## EXTRAIT SOURCE:
....................

Je suis heureux d'accueillir à nouveau Philippe Signore, associé du cabinet Oblon Spivak et professeur au CEIPI, qui nous fait l'honneur d'un premier article sur la nouvelle loi américaine, seulement 5 jours après sa signature par le président Obama.
I. Introduction
Le 28 août 2011, un tremblement de terre de magnitude 5,8 frappa la région de Washington D.C. et affecta toute la côte Est des Etats-Unis. Il ne causa pas de victimes mais ce fut un séisme exceptionnel. Sans doute annonçait-il le séisme qui se produisit un mois plus tard, mais cette fois sur la planète brevets.
Pour un spécialiste américain en
brevets, la loi dite America Invents Act
(AIA), signée par le Président Obama le 16 septembre 2011, constitue en effet
un tremblement de terre. Elle représente l’aboutissement d’une dizaine d’années
de réflexions, de débats, de lobbying et de négociations difficiles. Le point
principal de cette loi est le passage du système dit du premier inventeur
(aujourd’hui en vigueur) à un système original dit de l’inventeur– premier-déposant (« first-inventor-to-file »). C’est une rupture après deux
siècles de tradition.
Ce n’est évidemment pas la première fois que la loi américaine sur les brevets est modifiée. La dernière modification remonte à 1952 et s’était concrétisée par la loi de 1952. Elle avait été rédigée par deux experts d’exception, Giles Rich et Pasquale Federico. Ils accomplirent un travail titanesque en réussissant à codifier une jurisprudence abondante en quelques articles du Titre 35 du Code des Etats-Unis. Mais, en dépit de son assise juridique, la loi de 1952 soulevait de nombreuses questions, qui furent examinées par les tribunaux fédéraux. A fortiori, la nouvelle loi soulèvera bien des questions elle aussi car elle ne s’appuie pas sur la jurisprudence. Elle a été rédigée en grande partie par les assistants des Sénateurs et des Représentants, qui, s’ils sont de bons juristes, ne sont pas pour autant des experts en matière de brevet. La loi nouvelle est un compromis entre des intérêts parfois divergents. Il restera aux tribunaux à interpréter ces dispositions. Comme les juges américains jouissent d’un pouvoir important et d’une grande indépendance, ils voudront apposer leur marque sur cette nouvelle loi. Il est difficile de prévoir dans quel sens. Pour les praticiens américains, une nouvelle ère s’ouvre donc qu’il faudra suivre attentivement. Elle verra des occasions à saisir, des pièges à éviter et des défis à relever.

....................

## DONNÉES FOURNIES:
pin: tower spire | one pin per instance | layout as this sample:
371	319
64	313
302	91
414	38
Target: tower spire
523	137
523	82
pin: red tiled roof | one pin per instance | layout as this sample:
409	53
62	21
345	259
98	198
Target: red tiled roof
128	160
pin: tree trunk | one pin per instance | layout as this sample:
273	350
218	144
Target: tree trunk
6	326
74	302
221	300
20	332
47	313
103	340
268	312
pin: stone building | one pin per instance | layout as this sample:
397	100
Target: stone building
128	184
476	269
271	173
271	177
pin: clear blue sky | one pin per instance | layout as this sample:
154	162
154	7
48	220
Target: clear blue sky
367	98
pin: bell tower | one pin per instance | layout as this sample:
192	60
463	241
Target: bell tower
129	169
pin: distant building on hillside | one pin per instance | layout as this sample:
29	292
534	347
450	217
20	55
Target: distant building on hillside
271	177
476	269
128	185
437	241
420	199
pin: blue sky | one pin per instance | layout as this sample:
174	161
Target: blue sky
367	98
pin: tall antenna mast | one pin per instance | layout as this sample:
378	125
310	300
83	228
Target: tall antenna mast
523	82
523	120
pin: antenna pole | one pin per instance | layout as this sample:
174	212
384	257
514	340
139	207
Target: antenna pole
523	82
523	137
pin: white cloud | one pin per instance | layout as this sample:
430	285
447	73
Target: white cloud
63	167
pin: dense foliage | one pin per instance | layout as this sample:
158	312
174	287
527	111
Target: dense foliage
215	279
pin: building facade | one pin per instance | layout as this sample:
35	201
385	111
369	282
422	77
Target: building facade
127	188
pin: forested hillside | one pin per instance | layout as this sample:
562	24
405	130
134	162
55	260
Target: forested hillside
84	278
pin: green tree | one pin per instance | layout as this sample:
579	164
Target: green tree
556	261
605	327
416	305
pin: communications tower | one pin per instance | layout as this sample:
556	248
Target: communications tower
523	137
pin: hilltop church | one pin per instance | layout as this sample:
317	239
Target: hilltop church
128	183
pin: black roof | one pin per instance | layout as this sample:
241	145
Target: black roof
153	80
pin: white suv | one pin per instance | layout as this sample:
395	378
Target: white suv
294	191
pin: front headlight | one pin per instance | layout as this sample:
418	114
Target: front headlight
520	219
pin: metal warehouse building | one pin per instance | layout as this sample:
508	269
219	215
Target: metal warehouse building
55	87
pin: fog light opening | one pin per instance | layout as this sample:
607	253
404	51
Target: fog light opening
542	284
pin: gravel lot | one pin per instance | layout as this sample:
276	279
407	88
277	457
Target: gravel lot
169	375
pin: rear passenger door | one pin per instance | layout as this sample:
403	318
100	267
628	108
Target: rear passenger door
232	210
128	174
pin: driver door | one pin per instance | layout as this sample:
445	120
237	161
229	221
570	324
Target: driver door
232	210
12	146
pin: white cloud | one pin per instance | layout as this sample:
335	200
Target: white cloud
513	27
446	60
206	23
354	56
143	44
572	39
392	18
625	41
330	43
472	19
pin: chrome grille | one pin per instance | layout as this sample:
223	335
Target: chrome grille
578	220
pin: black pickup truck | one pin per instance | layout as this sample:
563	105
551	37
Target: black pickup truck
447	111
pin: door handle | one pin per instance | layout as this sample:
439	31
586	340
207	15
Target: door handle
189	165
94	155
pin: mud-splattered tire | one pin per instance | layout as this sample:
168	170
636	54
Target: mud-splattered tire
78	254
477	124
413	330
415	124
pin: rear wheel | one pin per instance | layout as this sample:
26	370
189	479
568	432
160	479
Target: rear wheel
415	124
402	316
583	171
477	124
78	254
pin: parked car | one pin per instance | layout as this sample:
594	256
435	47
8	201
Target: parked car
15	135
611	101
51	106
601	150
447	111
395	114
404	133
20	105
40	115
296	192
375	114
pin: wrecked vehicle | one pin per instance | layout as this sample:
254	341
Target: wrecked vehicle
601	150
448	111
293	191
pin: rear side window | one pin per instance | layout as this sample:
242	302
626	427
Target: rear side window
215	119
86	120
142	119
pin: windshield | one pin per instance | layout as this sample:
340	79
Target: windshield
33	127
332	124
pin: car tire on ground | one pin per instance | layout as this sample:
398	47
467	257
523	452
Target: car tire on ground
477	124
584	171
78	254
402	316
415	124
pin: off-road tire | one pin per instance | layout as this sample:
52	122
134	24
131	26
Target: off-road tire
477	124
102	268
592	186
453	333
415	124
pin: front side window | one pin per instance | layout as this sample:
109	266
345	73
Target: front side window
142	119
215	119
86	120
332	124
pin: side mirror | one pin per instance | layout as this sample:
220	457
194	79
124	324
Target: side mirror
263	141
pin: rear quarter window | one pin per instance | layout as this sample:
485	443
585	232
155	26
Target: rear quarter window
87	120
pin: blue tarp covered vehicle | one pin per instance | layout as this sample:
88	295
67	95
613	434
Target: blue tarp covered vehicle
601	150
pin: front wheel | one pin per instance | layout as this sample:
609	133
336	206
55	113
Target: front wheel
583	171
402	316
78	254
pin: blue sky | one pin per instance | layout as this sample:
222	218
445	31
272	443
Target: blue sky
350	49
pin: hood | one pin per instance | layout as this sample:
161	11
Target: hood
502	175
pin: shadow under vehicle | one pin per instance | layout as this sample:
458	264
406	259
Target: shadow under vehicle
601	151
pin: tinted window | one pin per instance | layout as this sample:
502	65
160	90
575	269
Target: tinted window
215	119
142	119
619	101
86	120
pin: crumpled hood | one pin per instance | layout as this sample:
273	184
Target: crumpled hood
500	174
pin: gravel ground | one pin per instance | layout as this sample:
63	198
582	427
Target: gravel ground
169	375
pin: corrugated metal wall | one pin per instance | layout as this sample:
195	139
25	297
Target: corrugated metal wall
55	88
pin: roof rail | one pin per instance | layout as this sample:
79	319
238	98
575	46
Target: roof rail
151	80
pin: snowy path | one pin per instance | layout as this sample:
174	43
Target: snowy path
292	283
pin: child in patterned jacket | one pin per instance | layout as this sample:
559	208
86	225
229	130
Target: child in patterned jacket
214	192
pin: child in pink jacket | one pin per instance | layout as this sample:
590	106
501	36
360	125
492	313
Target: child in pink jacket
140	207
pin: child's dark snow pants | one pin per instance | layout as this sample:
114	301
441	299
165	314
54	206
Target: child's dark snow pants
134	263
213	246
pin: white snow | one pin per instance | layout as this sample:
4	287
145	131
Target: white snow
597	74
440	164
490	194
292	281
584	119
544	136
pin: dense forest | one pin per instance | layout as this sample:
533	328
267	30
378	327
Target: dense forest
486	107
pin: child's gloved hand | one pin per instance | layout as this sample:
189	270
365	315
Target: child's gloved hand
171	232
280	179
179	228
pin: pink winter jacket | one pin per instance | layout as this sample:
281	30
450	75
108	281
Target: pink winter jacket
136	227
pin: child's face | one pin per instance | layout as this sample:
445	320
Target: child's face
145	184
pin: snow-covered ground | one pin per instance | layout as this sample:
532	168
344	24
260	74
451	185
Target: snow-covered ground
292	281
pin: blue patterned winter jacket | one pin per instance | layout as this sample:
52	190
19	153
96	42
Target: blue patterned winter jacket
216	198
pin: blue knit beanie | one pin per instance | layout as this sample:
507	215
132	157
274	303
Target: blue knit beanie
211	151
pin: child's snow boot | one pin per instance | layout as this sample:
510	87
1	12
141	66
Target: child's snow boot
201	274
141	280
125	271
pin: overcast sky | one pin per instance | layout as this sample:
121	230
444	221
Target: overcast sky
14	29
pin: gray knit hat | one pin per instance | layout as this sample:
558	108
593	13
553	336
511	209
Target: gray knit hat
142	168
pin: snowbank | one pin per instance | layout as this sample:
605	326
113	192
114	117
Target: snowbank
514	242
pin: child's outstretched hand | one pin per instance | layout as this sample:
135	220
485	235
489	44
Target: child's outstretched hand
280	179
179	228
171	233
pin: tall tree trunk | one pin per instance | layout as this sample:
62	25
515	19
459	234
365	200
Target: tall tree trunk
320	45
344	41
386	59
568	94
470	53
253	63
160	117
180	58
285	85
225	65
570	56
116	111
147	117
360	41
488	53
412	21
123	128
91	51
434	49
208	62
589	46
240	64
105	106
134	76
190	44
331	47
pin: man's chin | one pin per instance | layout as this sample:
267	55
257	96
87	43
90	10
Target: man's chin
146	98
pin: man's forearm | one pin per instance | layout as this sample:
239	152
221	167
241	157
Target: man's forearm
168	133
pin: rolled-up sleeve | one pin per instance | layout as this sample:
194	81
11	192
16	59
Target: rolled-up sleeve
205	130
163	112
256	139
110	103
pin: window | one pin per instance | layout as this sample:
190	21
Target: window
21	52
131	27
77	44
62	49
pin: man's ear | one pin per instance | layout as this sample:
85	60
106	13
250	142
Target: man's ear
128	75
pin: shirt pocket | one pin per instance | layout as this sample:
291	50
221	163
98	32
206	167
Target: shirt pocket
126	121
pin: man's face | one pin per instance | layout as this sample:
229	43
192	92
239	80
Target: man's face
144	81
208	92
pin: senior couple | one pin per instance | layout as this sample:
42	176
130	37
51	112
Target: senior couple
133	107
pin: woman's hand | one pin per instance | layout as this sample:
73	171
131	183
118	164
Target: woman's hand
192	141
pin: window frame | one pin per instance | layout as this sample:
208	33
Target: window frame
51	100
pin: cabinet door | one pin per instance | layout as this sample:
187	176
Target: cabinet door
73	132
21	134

....................

## CONSIGNE DONNÉE 1:
D'après l'extrait sur la réforme américaine des brevets, à quelle date l'America Invents Act a-t-elle été signée ?
## CONSIGNE DONNÉE 2:
Recopiez mot pour mot le passage de l'extrait sur la réforme américaine des brevets qui commence par « Je suis heureux » et se poursuit jusqu'à « la planète brevets. ».
Les lignes n'ont aucun rôle dans ce travail.

## RÉPONSE PROPOSÉE 1:
Le 16 septembre 2011.

## RÉPONSE PROPOSÉE 2:
Je suis heureux d'accueillir à nouveau Philippe Signore, associé du cabinet Oblon Spivak et professeur au CEIPI, qui nous fait l'honneur d'un premier article sur la nouvelle loi américaine, seulement 5 jours après sa signature par le président Obama.
I. Introduction
Le 28 août 2011, un tremblement de terre de magnitude 5,8 frappa la région de Washington D.C. et affecta toute la côte Est des Etats-Unis. Il ne causa pas de victimes mais ce fut un séisme exceptionnel. Sans doute annonçait-il le séisme qui se produisit un mois plus tard, mais cette fois sur la planète brevets.